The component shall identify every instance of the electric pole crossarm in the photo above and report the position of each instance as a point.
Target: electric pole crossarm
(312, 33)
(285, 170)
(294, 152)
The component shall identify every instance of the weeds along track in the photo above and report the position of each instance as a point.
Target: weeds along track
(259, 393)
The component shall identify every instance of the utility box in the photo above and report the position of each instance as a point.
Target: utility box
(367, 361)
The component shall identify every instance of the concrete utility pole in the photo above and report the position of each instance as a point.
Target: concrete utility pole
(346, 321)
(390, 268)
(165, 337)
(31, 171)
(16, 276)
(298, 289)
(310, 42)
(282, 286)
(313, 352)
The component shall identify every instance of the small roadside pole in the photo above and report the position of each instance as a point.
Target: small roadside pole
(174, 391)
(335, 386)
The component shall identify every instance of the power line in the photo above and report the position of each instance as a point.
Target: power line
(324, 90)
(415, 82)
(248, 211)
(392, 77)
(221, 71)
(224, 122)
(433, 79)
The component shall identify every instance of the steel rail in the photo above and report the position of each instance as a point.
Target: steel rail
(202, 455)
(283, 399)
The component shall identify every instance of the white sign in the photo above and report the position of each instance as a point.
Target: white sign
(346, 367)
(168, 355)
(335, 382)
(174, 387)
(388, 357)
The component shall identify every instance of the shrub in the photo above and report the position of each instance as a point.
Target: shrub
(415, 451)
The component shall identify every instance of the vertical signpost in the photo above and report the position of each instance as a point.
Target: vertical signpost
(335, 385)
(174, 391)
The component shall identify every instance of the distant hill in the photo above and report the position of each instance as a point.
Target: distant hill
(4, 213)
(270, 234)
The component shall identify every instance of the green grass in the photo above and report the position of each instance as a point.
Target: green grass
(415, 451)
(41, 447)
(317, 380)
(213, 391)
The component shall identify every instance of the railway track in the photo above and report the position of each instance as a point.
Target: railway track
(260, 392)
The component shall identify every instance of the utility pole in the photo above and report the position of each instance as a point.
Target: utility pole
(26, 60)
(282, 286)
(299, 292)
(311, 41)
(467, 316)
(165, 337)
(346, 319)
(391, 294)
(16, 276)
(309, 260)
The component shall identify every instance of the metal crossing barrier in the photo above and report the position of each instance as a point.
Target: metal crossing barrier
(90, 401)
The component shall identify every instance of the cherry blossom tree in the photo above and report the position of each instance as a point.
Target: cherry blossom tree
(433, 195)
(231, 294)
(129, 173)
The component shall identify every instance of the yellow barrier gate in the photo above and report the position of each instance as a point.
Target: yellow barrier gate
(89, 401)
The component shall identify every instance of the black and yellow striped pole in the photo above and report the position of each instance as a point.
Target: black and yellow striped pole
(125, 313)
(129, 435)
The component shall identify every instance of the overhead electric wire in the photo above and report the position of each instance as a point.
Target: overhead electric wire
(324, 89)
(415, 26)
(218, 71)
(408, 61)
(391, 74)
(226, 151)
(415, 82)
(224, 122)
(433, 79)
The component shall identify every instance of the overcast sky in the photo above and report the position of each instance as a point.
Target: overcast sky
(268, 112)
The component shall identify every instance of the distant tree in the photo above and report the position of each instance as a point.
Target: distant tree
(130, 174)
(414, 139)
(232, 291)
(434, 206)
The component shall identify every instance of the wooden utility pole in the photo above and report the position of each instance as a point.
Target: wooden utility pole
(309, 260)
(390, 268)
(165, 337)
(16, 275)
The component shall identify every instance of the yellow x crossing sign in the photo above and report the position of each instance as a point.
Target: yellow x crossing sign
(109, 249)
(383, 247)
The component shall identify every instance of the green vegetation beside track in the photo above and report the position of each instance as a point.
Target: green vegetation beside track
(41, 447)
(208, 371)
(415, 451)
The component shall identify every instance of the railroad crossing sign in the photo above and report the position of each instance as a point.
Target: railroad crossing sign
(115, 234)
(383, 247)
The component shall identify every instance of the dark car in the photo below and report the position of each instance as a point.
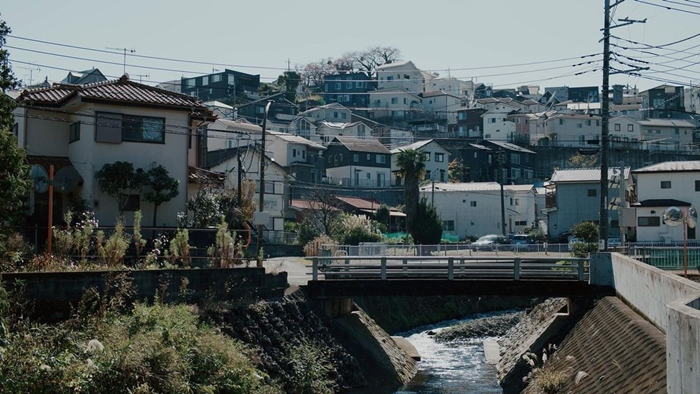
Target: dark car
(489, 242)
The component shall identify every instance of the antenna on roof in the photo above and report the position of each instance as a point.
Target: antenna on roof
(125, 51)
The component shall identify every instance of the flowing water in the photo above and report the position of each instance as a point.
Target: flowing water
(450, 367)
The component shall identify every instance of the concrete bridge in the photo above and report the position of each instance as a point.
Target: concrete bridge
(669, 301)
(344, 277)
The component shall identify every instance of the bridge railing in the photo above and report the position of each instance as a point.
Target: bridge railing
(381, 249)
(450, 268)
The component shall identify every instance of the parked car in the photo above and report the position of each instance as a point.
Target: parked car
(489, 242)
(522, 239)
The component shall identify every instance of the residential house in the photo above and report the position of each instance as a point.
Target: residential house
(480, 162)
(661, 99)
(659, 186)
(470, 122)
(573, 196)
(348, 89)
(651, 134)
(357, 162)
(575, 130)
(436, 164)
(301, 158)
(393, 104)
(227, 84)
(496, 123)
(474, 209)
(442, 106)
(254, 111)
(84, 127)
(401, 75)
(276, 181)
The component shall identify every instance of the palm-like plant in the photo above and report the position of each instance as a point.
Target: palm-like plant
(411, 167)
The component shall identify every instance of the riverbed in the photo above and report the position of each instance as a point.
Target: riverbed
(450, 367)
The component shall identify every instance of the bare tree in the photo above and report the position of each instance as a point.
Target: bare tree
(368, 60)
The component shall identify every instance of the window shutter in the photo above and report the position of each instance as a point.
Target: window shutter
(108, 128)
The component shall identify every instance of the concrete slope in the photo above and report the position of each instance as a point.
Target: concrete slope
(610, 350)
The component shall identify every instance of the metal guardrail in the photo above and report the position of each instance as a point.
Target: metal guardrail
(450, 268)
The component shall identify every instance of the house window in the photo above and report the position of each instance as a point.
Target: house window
(143, 129)
(130, 202)
(648, 221)
(116, 128)
(74, 132)
(448, 225)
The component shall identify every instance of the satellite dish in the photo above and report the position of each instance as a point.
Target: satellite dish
(66, 180)
(673, 216)
(691, 217)
(40, 177)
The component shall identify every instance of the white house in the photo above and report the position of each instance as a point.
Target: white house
(401, 75)
(474, 209)
(437, 162)
(572, 129)
(659, 186)
(496, 123)
(88, 126)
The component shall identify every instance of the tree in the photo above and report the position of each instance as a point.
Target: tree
(120, 179)
(163, 188)
(368, 60)
(411, 164)
(7, 81)
(14, 170)
(582, 161)
(14, 178)
(289, 81)
(430, 230)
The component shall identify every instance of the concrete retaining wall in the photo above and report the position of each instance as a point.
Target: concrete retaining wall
(669, 301)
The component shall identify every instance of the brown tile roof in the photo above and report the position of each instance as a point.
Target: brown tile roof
(119, 90)
(612, 350)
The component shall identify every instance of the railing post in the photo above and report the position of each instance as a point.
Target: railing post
(581, 270)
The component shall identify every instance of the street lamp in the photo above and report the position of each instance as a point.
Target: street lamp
(261, 206)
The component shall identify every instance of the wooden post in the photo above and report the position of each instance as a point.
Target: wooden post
(50, 234)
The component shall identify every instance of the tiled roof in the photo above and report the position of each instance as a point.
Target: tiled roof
(119, 90)
(610, 350)
(360, 145)
(671, 166)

● ● ● ● ●

* SHORT EXERCISE: Please render all the lines above as a JSON list of strings, one string per line, with blank lines omitted. Leave the pictures out of your answer.

* SOLVED EXERCISE:
[
  "The component shall identify every instance of the electric pole crossarm in the photo above and report the position of each instance as a point.",
  "Target: electric pole crossarm",
  "(312, 33)",
  "(285, 170)",
  "(294, 152)",
  "The component shall identify every instance of the weeds along track in the photo above and report the position of each instance as a point.",
  "Target: weeds along track",
  "(259, 393)",
  "The component shall identify every instance of the utility box in the photo above and report the position of each instance as a point.",
  "Target: utility box",
  "(367, 361)",
  "The component shall identify every instance of the concrete utility pole in the photo above and report the position of each instance as a point.",
  "Target: concrete utility pole",
  "(346, 321)",
  "(390, 268)",
  "(165, 337)",
  "(31, 171)",
  "(16, 276)",
  "(298, 289)",
  "(310, 42)",
  "(282, 286)",
  "(313, 352)",
  "The component shall identify every instance of the small roadside pole in the photo above and report the position of each instance as a point.",
  "Target: small roadside pole",
  "(174, 391)",
  "(335, 386)",
  "The component shall identify every instance of the power line in the photo above and report the position of each instance as a point.",
  "Target: power line",
  "(324, 90)",
  "(415, 82)",
  "(248, 211)",
  "(392, 77)",
  "(221, 71)",
  "(224, 122)",
  "(433, 79)",
  "The component shall identify every instance of the steel rail in the photo above and report the position of each instance as a point.",
  "Target: steel rail",
  "(202, 455)",
  "(283, 399)",
  "The component shall identify every instance of the white sign in the photo above and report the position of each instance as a point.",
  "Target: white sign",
  "(346, 367)",
  "(168, 355)",
  "(335, 382)",
  "(174, 387)",
  "(388, 357)",
  "The component shall identify every instance of the shrub in the photo above and report the position of each instance as a point.",
  "Target: shrub",
  "(415, 451)",
  "The component shall identify every instance of the vertical signpost in the photo above and report the position of each instance as a point.",
  "Target: vertical signpost",
  "(335, 385)",
  "(174, 391)",
  "The component shall identify every instance of the distant hill in the photo above and report the position of each instance as a point.",
  "Target: distant hill",
  "(4, 213)",
  "(270, 234)",
  "The component shall identify every instance of the green grass in the photo above and report the position of each instance as a point.",
  "Target: green grass",
  "(415, 451)",
  "(41, 447)",
  "(317, 380)",
  "(213, 391)",
  "The component shall identify every instance of the railway track in the photo above and report the position of each instance as a point.",
  "Target: railway track",
  "(260, 392)",
  "The component shall identify every instance of the utility pole in the photo above and report the position of each instance as a point.",
  "Target: utility pole",
  "(26, 60)",
  "(282, 286)",
  "(299, 292)",
  "(311, 41)",
  "(467, 316)",
  "(165, 337)",
  "(346, 319)",
  "(391, 294)",
  "(16, 276)",
  "(309, 260)",
  "The component shall identify every instance of the metal crossing barrier in the photo above and report the position of each instance as a point.",
  "Target: metal crossing barrier",
  "(90, 401)",
  "The component shall identify every instance of the cherry blossom tree in the photo above and report the position of each instance as a point.",
  "Target: cherry blossom tree",
  "(433, 195)",
  "(231, 294)",
  "(129, 173)",
  "The component shall identify every instance of the yellow barrier gate in the photo above and report the position of each instance as a point.",
  "Target: yellow barrier gate",
  "(89, 401)",
  "The component shall identify every instance of the black and yellow striped pole in the photo above and report the position of each instance as a point.",
  "Target: black and yellow striped pole",
  "(125, 313)",
  "(129, 435)",
  "The component shall identify every instance of the overhead electric wire in the photo above and report the position of each instance as a point.",
  "Target: overhead electric wire",
  "(324, 89)",
  "(415, 26)",
  "(218, 71)",
  "(408, 61)",
  "(391, 74)",
  "(226, 151)",
  "(415, 82)",
  "(224, 122)",
  "(433, 79)",
  "The component shall identify every instance of the overcast sky in the photo above and report the position of each instance as a point.",
  "Target: overcast sky",
  "(268, 112)",
  "The component shall identify every instance of the distant tree in the photo above and report the position of each instance as a point.",
  "Target: distant tree",
  "(130, 174)",
  "(414, 139)",
  "(232, 291)",
  "(434, 206)",
  "The component shall identify every instance of the wooden utility pole in the photo above and report the position of each instance as a point.",
  "Target: wooden utility pole",
  "(309, 260)",
  "(390, 268)",
  "(165, 337)",
  "(16, 275)",
  "The component shall identify every instance of the yellow x crossing sign in the photo above and report the position of each instance as a point.",
  "Target: yellow x crossing sign",
  "(109, 249)",
  "(383, 247)",
  "The component shall identify every instance of the green vegetation beside track in the photo above and report the position of each instance as a point.",
  "Target: green vegetation beside track",
  "(41, 447)",
  "(208, 371)",
  "(415, 451)",
  "The component shall identify every instance of the railroad crossing sign in the photo above and report the position of each instance as a point.",
  "Target: railroad crossing sign",
  "(115, 234)",
  "(383, 247)",
  "The component shall identify every instance of the dark car in the photo below and report the position of each instance as a point.",
  "Target: dark car",
  "(489, 242)",
  "The component shall identify every instance of the antenna on roof in the photo above and report the position of each instance as a point.",
  "Target: antenna on roof",
  "(125, 51)",
  "The component shall identify every instance of the flowing water in the photo above and report the position of each instance as a point.",
  "Target: flowing water",
  "(450, 367)",
  "The component shall identify every instance of the concrete bridge in the photo above and report the position of each instance as a point.",
  "Target: concrete bridge",
  "(669, 301)",
  "(344, 277)",
  "The component shall identify every instance of the bridge railing in the photo above and report the position of each instance as a point.",
  "Target: bridge railing",
  "(381, 249)",
  "(450, 268)",
  "The component shall identify every instance of the parked car in the photo above and report the position of each instance as a point.",
  "Target: parked car",
  "(489, 242)",
  "(522, 239)",
  "The component shall identify every instance of the residential house in the photo above and report the position of each instance as a point.",
  "Target: residential house",
  "(480, 162)",
  "(661, 99)",
  "(659, 186)",
  "(470, 122)",
  "(573, 196)",
  "(348, 89)",
  "(651, 134)",
  "(357, 162)",
  "(575, 130)",
  "(436, 164)",
  "(301, 158)",
  "(393, 104)",
  "(227, 84)",
  "(496, 123)",
  "(474, 209)",
  "(442, 106)",
  "(254, 111)",
  "(84, 127)",
  "(401, 75)",
  "(276, 181)",
  "The component shall identify every instance of the palm-like plant in the photo above and report the position of each instance as a point.",
  "Target: palm-like plant",
  "(411, 167)",
  "The component shall identify every instance of the riverbed in the photo above and report the position of each instance as a point.",
  "Target: riverbed",
  "(450, 367)",
  "The component shall identify every instance of the bare tree in the photo above and report the position of each instance as a point.",
  "Target: bare tree",
  "(368, 60)",
  "The component shall identify every instance of the window shutter in the photo above and report the position of each instance as a point.",
  "Target: window shutter",
  "(108, 128)",
  "The component shall identify every instance of the concrete slope in the photo above and report the position of each instance as a point.",
  "Target: concrete slope",
  "(610, 350)",
  "The component shall identify every instance of the metal guardrail in the photo above and report the position of each instance as a point.",
  "Target: metal guardrail",
  "(450, 268)",
  "The component shall identify every instance of the house window in the photo above and report the position of each instance as a point.",
  "Target: house window",
  "(143, 129)",
  "(130, 202)",
  "(648, 221)",
  "(116, 128)",
  "(74, 132)",
  "(448, 225)",
  "The component shall identify every instance of the satellite dish in the photo above and report the position of each instance as a point.",
  "Target: satellite dish",
  "(66, 180)",
  "(673, 216)",
  "(691, 217)",
  "(40, 177)",
  "The component shall identify every instance of the white house in the photo above and report the position of each instance as a point.",
  "Target: white house",
  "(401, 75)",
  "(474, 209)",
  "(437, 162)",
  "(572, 129)",
  "(659, 186)",
  "(496, 123)",
  "(88, 126)",
  "The component shall identify every instance of the tree in the photo above and report the position of each instance as a point.",
  "Target: tree",
  "(120, 179)",
  "(163, 188)",
  "(368, 60)",
  "(411, 164)",
  "(7, 81)",
  "(14, 170)",
  "(582, 161)",
  "(14, 178)",
  "(289, 81)",
  "(430, 230)",
  "The component shall identify every instance of the concrete retaining wall in the photo above and report the position of each instance as a point.",
  "Target: concrete retaining wall",
  "(669, 301)",
  "The component shall identify every instance of the brown tile roof in the photo above and report the position of each instance as a point.",
  "Target: brown tile roof",
  "(119, 90)",
  "(612, 350)",
  "The component shall identify every instance of the railing post in the photo above and report the position of each instance as a point.",
  "Target: railing post",
  "(581, 270)",
  "The component shall identify every instance of the street lamp in the photo above and report the position of each instance as a point.",
  "Target: street lamp",
  "(261, 206)",
  "The component shall identify every instance of the wooden post in the photo above and report the position of each instance as a point.",
  "Target: wooden post",
  "(50, 234)",
  "The component shall identify every instance of the tiled roof in the photo above and report the position of each instance as a point.",
  "Target: tiled roof",
  "(119, 90)",
  "(610, 350)",
  "(360, 145)",
  "(671, 166)"
]